EXERCISE DIRECTIONS:
Repeat each entry below without omitting a single word.
=====
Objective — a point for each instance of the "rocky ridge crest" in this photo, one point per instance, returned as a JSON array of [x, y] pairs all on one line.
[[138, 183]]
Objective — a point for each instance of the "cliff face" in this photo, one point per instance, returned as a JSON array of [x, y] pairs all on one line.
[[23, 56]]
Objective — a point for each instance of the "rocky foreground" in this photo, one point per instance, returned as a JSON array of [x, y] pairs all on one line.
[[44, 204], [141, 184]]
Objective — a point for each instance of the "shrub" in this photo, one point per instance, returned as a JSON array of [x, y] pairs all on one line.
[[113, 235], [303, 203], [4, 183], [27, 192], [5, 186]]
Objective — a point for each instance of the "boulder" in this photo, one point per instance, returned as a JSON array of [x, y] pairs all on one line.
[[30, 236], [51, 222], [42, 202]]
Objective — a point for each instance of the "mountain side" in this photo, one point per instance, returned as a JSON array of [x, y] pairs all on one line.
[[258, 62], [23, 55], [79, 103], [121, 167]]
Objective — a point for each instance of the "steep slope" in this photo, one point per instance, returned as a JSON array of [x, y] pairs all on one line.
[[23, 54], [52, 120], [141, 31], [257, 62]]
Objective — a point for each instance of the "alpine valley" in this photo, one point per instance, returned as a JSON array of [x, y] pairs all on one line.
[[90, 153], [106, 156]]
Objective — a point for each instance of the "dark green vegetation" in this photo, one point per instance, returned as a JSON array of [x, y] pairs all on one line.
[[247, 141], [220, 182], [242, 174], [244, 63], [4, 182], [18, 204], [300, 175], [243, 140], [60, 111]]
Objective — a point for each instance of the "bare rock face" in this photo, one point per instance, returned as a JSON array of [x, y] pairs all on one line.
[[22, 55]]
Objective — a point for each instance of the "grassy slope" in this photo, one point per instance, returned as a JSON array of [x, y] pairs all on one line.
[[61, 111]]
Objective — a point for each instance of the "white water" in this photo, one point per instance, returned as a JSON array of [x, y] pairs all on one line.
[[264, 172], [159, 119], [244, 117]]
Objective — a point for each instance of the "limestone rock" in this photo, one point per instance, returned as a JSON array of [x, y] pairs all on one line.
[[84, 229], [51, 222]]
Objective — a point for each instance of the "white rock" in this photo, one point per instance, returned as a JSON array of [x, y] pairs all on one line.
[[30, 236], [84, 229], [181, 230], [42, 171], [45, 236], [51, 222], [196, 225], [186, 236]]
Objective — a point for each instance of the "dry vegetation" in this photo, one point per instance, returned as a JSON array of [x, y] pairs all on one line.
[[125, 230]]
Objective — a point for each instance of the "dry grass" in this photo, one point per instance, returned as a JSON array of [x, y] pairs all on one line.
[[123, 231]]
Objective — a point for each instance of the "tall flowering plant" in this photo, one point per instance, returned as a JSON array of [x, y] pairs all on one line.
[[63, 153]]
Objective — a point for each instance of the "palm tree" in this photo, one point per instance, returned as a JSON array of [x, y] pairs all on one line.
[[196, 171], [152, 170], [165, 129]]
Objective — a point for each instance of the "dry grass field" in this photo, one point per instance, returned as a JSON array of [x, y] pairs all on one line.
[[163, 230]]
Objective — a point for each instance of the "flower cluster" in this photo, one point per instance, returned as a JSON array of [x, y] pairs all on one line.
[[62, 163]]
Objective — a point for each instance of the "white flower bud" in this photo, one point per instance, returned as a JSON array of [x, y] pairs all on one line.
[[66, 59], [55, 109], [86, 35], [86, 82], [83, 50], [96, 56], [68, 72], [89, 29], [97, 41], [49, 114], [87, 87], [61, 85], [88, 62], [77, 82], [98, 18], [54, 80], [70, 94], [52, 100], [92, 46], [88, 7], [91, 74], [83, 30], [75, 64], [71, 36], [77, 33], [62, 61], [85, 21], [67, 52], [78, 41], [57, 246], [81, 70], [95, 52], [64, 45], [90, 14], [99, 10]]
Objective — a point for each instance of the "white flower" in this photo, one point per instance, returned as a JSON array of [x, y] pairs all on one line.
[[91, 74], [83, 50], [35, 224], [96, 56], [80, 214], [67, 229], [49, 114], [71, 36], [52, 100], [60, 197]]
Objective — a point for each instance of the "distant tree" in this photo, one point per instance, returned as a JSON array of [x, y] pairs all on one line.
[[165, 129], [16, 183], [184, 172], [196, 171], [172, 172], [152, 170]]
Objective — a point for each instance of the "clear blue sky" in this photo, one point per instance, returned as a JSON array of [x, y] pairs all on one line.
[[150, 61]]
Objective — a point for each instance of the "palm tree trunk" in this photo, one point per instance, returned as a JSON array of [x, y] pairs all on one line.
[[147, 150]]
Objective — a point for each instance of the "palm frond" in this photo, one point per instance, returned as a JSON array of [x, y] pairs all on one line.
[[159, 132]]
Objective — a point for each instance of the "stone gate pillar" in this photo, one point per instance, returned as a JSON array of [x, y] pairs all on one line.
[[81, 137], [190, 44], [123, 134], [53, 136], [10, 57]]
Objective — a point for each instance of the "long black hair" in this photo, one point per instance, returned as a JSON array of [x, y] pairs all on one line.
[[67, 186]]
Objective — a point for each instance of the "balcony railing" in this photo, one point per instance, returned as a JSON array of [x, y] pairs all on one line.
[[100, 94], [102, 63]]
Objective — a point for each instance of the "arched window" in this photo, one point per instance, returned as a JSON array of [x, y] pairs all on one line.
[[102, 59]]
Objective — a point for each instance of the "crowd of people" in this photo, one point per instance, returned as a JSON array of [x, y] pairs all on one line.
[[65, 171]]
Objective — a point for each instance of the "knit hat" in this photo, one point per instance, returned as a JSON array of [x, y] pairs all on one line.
=====
ANSWER AREA:
Objective — a point for each instance of the "rocky ridge crest" in this photo, one point per instance, returned as a JSON array of [x, y] pairs all on one line.
[[138, 183]]
Objective — a point for each instance of the "cliff face" in this photo, one point per instance, returned as a JSON array of [x, y] pairs all on one line.
[[23, 56]]
Objective — a point for each instance of the "rocky foreground" in this photo, one point per instance, returned as a JSON array of [x, y] pairs all on one line.
[[44, 204], [141, 184]]
Objective — a point for each instance of the "shrub" in this photo, one point per instance, returned as a JSON array of [x, y] pairs all on one line.
[[113, 235], [303, 203], [4, 183], [27, 192], [5, 186]]
Objective — a point for each instance of the "boulder" in this photo, one point per instance, returned as a JSON array of [x, y] pairs all on one line.
[[30, 236], [51, 222], [42, 202]]
Objective — a point for each instance of the "mountain side" in this photo, one point per instance, returned as a JSON array of [x, y] pairs all on one line.
[[258, 62], [23, 55], [79, 103], [121, 167]]
Objective — a point for each instance of the "steep slope" in this photo, one point per instance, returned as a JSON array of [x, y] pairs all on one line.
[[23, 54], [52, 120], [141, 31], [257, 62]]
Objective — a point for each instance of the "alpine valley" in this photo, one point per instance, returned as a JSON array of [x, y] pairs all on one line.
[[90, 153], [106, 156]]
Objective — a point for each instance of the "dark green vegetation" in this photo, one point per instance, returned as a JSON array of [x, y] pairs all on one line.
[[247, 141], [220, 182], [242, 174], [244, 63], [4, 182], [18, 204], [300, 175], [243, 140], [60, 111]]
Objective — a point for each instance of the "bare rock face" in this photo, one point per instance, returned as a JSON array of [x, y] pairs all on one line.
[[22, 55]]
Objective — a point for each instance of the "grassy slope" in this photo, one point per instance, returned as a JSON array of [x, y] pairs all on one line.
[[61, 111]]
Objective — a point for each instance of the "white water" in this photo, one point per instance, returned as a JSON array of [x, y] pairs all on one line.
[[264, 172], [159, 119], [244, 117]]
Objective — a point for each instance of the "limestone rock" in this photo, one point per instance, returned as a JSON array of [x, y] pairs all on one line.
[[84, 229], [51, 222]]
Objective — a point for each instance of the "white rock" in this photo, one point per instance, returned as a JSON array of [x, y] pairs all on one line.
[[30, 236], [84, 229], [181, 230], [42, 171], [45, 236], [51, 222], [196, 225], [186, 236]]
Objective — a point for each instance of the "dry vegetation" in this photo, one point per instance, returned as a JSON array of [x, y] pairs all on one line.
[[125, 230]]
Objective — a point for each instance of the "dry grass" in this photo, one point per instance, returned as a JSON array of [x, y] pairs all on one line.
[[123, 231]]
Objective — a point for each instance of the "tall flowering plant" in this photo, one point per instance, returned as a JSON array of [x, y] pairs all on one line.
[[63, 153]]
Objective — a point for each instance of the "palm tree" in this photo, one point per instance, returned as a JSON array of [x, y] pairs all on one line.
[[196, 171], [152, 170], [165, 129]]
Objective — a point for each instance of the "dry grass field" in this photo, one point per instance, returned as a JSON array of [x, y] pairs all on one line.
[[163, 230]]
Objective — a point for each instance of the "flower cluster" in this photo, one point per instance, returned as a JSON array of [x, y] pairs all on one line.
[[62, 163]]
Objective — a point for each instance of the "white flower bud" in this photo, one point per instance, returned as a JSON array of [x, y] pairs all on one line.
[[66, 59], [55, 109], [86, 35], [86, 82], [83, 50], [96, 56], [68, 72], [89, 29], [97, 41], [49, 114], [87, 87], [61, 85], [88, 62], [77, 82], [98, 18], [54, 80], [70, 94], [52, 100], [92, 46], [88, 7], [91, 74], [83, 30], [75, 64], [71, 36], [77, 33], [62, 61], [85, 21], [67, 52], [78, 41], [57, 246], [81, 70], [95, 52], [64, 45], [90, 14], [99, 10]]
Objective — a point for each instance of the "white flower" in this photo, one point per instance, returned as a JSON array of [x, y] pairs all on one line.
[[91, 74], [83, 50], [35, 224], [96, 56], [80, 214], [67, 229], [49, 114], [71, 36], [52, 100], [60, 197]]
Objective — a point for each instance of the "distant tree" in this photo, one point per instance, returned as a JSON array of [x, y] pairs all on one line.
[[165, 129], [16, 183], [184, 172], [196, 171], [172, 172], [152, 170]]
Objective — a point for each instance of the "clear blue sky" in this photo, one point per instance, returned as a JSON array of [x, y] pairs all on one line.
[[150, 61]]
Objective — a point for each instance of the "palm tree trunk" in this photo, one point per instance, returned as a JSON array of [x, y] pairs all on one line.
[[147, 150]]
Objective — a point for each instance of the "palm frond" in this photo, one point per instance, returned as a JSON array of [x, y] pairs all on one line.
[[159, 132]]
Objective — a point for each instance of the "stone gate pillar" in this photo, one point per instance, returned as a JSON array of [x, y] pairs all on one line.
[[81, 137], [190, 44], [123, 134], [53, 136], [10, 57]]
Objective — a point for each instance of the "long black hair" in this photo, one point per instance, returned as a JSON array of [x, y] pairs all on one line.
[[67, 186]]
Objective — a point for each instance of the "balcony railing" in this photo, one point per instance, returned as a JSON array of [x, y] pairs all on one line.
[[100, 94], [102, 63]]
Objective — a point for each instance of the "arched window" in this photo, one point per instance, returned as a JSON array of [x, y] pairs all on one line.
[[102, 59]]
Objective — a point for each instance of the "crowd of people" in this photo, one point per instance, returned as a JSON array of [x, y] pairs all on one line.
[[65, 171]]
Objective — a point for each instance of the "knit hat" in this photo, one point per instance, returned as a JSON array of [x, y] pairs all on one line.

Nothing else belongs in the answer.